## Begin EXTRACT

# NFAA Pro Chair Ballots are out.



## FV Chuck (Dec 11, 2004)

Hi everyone..

I see that ballots are out and starting to arrive for the Pro Chair Election...

I encourage all of you to stand up and take action by responding and voting. You can mail, fax or e-mail but MariHelen will need to be able to verify you as the owner of the e-mail address. Instructions are in the letter.

Again I would like boldly yet humbly ask for your vote and your support. It is my firm belief that my business experience, my commitment and my skills will suit us better in the long run. 
There is no doubt that I have taken great action and great effort in trying to develop an in depth plan and share it with all of you early on in the process in an open forum with detail and focus. That action and effort will certainly stay at the forefront of my term as your next Pro Chair. You can count on being part of the process and the success.

I will be a great advocate for you and the NFAA Professional Division with nothing but success in mind.

## End EXTRACT
## Begin GIVEN DATA

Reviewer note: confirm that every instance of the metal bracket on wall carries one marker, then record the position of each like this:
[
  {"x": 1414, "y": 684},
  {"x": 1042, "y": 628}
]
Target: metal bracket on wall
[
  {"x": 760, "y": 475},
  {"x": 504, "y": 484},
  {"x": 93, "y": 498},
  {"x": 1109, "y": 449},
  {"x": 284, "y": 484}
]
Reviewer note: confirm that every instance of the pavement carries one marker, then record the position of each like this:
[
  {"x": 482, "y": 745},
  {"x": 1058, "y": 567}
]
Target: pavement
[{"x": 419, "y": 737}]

## End GIVEN DATA

Reproduce the portion of the forum post about the NFAA Pro Chair ballots between "Again I would" and "the long run.", inclusive.

Again I would like boldly yet humbly ask for your vote and your support. It is my firm belief that my business experience, my commitment and my skills will suit us better in the long run.